_Texto dado_
Lo más lamentable era que para llegar hasta nuestro punto de encuentro (la carpa de Ronnie, frente al hostal de Titina), debía atravesar los agujeros dejados por las topadoras, metiéndome en el barro hasta la rodilla. En una ocasión, mi sandalia quedó enterrada en el lodo y no podía encontrarla, mientras unos gigantes y horribles cangrejos que se habían escapado del criadero donde vivía Eduardo corrían a mi alrededor.


Una de las ideas más divertidas que tuvimos fue la de comer pescado recién traido del puerto, y cocinarlo nosotros mismos en la playa. El tercer día, Ronnie cumplió con su tarea de ir a “manguear” algunos pescados al puerto, y para nuestra sorpresa, apareció con una bolsa repleta de kilos de pescados frescos que le habían regalado los pescadores. Después de lavar los pescados en el mar, y divirtiéndonos con Titina y yo fuimos a comprar unas papas, unos tomates, cebollitas, zanahorias y otras cosas para preparar nuestro “almuerzo artesanal”, mientras Ronnie encendía el fuego. Pero Titina me lo advirtió: “este Ronnie viene de la selva pero dudo que sepa encender un fuego”, y tenía razón. Cuando volvimos, Ronnie intentaba en vano encender un fuego, en un pozo que había hecho en la arena, con ayuda de los tres guayaquileños. Entre los seis conseguimos encenderlo pero era un fuego tan triste que parecía que íbamos a comer el día que llegase la próxima tormenta a Puerto López.

El encargado del hostel de Titina, al vernos se apiadó de nosotros y fue a la casa de su madre que vivía al lado y nos trajo una parrillita. Luego la señora nos mandó platos y cubiertos, y por último, al ver lo inútiles que éramos, nos invitó a usar su cocina y a  freir los pescados en una sartén. Además nos mandó un montón de plátanos fritos. La comida estuvo muy rica, aunque las papas nunca llegaron a dorarse. Sobró mucho, y decidimos dejarlo para la cena, pero pasadas las diez de la noche, cuando le golpeamos la puerta a la señora con la intención de cenar, nos dijo que como ya era tarde pensó que no querríamos comer los pescados, y se los había comido ella con su familia. Media manzana fue toda mi cena aquella noche, y después de atravesar por enésima vez en el día el pozo de lodo con cangrejos, me fui a comer una hamburguesa en uno de los puestos de la playa, y luego a dormir.

_Datos proporcionados_

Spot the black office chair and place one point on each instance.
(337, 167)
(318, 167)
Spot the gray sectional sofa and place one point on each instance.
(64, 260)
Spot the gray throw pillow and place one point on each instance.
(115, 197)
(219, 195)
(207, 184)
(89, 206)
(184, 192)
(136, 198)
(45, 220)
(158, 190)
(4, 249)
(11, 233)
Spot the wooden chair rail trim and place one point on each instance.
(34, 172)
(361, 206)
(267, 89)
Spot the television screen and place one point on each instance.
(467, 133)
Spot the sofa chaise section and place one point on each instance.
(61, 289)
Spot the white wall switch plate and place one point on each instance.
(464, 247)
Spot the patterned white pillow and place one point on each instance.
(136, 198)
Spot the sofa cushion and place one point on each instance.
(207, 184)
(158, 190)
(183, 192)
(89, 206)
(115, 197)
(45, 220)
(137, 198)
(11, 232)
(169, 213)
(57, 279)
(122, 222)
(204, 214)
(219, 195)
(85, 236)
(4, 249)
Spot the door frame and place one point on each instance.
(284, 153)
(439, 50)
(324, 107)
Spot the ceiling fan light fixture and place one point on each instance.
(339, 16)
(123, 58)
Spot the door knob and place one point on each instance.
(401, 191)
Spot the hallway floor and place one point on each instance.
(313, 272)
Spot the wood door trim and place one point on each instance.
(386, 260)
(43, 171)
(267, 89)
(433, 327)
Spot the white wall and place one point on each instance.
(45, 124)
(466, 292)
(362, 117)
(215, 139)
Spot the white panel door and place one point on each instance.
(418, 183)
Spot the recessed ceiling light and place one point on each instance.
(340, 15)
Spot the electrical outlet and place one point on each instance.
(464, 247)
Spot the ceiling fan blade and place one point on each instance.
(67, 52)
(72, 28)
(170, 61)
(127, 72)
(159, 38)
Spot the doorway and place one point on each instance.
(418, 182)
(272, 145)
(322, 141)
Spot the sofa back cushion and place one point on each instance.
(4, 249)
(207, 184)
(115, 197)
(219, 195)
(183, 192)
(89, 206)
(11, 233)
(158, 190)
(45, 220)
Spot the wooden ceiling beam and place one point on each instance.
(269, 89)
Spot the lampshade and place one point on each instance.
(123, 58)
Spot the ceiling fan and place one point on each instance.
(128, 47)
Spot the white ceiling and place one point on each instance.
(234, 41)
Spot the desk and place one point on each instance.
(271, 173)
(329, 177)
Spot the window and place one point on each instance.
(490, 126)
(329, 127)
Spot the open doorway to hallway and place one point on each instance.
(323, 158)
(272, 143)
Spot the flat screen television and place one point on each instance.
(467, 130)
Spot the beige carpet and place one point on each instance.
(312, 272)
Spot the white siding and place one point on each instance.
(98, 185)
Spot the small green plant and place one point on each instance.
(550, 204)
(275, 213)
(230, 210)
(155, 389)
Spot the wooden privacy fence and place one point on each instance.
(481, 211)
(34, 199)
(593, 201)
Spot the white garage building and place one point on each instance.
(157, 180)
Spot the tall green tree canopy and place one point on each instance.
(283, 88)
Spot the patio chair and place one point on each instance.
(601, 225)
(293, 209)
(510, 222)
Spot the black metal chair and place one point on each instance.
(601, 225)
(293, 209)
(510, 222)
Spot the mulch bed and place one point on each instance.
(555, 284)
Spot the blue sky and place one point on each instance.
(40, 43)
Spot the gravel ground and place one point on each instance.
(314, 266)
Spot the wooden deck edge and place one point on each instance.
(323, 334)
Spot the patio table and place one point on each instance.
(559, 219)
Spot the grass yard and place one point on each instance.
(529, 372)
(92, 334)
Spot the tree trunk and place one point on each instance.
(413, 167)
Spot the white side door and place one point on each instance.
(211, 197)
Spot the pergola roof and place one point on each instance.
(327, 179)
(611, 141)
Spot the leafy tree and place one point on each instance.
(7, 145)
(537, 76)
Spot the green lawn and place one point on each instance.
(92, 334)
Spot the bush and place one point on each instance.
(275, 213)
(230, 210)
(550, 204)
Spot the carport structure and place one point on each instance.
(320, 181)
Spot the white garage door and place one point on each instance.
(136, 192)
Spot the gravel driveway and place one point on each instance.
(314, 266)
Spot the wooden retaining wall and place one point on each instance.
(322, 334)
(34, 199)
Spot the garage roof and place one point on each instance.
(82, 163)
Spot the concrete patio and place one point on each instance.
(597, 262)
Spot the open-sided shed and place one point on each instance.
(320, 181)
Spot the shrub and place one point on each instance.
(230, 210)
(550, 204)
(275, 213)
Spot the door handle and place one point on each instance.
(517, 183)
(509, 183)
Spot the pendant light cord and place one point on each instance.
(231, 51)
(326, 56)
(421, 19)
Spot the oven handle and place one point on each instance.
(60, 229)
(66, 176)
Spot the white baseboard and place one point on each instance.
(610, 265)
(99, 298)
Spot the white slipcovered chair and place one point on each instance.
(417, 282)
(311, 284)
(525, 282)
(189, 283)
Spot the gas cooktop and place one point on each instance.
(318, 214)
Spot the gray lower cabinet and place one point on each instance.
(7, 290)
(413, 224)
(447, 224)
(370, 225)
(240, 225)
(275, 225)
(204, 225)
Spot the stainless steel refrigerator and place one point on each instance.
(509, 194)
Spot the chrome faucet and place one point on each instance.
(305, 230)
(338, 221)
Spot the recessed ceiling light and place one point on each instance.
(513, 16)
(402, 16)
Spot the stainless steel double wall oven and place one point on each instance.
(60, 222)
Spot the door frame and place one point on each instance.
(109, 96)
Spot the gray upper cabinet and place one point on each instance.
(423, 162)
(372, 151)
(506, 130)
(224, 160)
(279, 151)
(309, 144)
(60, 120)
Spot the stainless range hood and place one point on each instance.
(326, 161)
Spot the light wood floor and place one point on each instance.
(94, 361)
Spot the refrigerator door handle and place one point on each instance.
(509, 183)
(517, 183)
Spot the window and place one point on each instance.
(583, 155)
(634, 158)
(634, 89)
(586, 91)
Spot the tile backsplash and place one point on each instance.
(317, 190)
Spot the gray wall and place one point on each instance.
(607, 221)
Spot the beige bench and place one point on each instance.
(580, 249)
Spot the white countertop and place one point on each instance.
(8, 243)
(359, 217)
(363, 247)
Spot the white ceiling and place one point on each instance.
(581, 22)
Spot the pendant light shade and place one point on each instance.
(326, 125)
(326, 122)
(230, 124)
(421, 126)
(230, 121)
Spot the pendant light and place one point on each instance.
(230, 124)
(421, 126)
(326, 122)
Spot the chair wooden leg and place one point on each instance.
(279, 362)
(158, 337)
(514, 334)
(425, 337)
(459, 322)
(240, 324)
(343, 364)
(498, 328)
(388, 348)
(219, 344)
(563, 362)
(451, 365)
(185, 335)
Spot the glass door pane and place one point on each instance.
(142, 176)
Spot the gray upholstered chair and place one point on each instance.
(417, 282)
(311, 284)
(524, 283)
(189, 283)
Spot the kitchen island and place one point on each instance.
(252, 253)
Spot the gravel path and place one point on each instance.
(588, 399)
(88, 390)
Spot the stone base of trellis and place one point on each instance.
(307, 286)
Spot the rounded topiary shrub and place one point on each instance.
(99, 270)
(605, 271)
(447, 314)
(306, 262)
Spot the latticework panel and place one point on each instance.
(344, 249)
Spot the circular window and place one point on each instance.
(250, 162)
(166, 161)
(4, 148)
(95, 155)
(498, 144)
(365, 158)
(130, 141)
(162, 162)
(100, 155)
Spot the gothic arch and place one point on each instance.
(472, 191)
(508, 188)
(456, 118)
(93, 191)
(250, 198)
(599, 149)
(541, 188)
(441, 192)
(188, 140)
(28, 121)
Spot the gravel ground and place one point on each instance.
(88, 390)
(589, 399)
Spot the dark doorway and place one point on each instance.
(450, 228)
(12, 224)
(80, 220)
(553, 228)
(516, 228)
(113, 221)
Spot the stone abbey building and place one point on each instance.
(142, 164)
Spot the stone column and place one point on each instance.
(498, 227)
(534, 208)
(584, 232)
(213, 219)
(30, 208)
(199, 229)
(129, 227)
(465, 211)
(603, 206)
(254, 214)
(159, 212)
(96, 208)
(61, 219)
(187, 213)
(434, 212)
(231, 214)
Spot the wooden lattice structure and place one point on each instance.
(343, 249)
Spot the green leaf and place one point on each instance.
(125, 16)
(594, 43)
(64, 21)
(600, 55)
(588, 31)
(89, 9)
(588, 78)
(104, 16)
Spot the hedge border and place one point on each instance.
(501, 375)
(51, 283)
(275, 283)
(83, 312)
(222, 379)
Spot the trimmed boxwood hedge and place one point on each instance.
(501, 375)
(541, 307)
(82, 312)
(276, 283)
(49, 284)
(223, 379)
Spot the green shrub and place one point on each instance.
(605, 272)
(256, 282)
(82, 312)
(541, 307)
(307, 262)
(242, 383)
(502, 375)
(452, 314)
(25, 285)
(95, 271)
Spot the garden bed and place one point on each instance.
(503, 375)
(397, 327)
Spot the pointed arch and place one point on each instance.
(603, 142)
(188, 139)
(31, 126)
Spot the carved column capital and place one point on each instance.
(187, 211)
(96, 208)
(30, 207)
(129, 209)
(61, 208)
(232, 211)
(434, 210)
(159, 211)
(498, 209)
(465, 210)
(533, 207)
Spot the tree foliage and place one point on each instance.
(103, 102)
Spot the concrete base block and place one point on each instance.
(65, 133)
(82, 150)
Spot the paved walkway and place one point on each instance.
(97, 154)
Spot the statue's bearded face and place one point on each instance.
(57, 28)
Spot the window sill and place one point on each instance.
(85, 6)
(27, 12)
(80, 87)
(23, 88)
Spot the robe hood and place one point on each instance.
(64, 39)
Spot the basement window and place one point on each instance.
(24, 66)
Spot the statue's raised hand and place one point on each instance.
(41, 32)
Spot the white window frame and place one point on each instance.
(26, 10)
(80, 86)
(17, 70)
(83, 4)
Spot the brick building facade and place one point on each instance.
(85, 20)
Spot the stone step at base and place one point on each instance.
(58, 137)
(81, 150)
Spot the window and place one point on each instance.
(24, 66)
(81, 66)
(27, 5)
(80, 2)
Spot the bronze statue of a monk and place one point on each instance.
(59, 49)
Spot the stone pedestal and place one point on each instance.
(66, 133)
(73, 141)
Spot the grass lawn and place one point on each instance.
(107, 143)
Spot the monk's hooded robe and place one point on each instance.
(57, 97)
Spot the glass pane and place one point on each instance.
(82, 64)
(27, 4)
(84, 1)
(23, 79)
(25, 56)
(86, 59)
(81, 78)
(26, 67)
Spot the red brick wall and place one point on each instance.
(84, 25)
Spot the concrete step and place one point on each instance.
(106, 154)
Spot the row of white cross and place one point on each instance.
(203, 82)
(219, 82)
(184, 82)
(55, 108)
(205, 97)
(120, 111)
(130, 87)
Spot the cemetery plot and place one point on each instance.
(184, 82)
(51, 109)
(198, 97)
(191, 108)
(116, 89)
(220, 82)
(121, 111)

_Ejercicios propuestos_
a – Según el relato, ¿quiénes le regalaron a Ronnie los pescados frescos?
b – Por favor, reescribe el fragmento del relato que empieza con "Lo más lamentable" y termina con "a mi alrededor.", sustituyendo "sandalia" por "zapatilla".

_Resultados_
a – Los pescadores del puerto.

b –
Lo más lamentable era que para llegar hasta nuestro punto de encuentro (la carpa de Ronnie, frente al hostal de Titina), debía atravesar los agujeros dejados por las topadoras, metiéndome en el barro hasta la rodilla. En una ocasión, mi zapatilla quedó enterrada en el lodo y no podía encontrarla, mientras unos gigantes y horribles cangrejos que se habían escapado del criadero donde vivía Eduardo corrían a mi alrededor.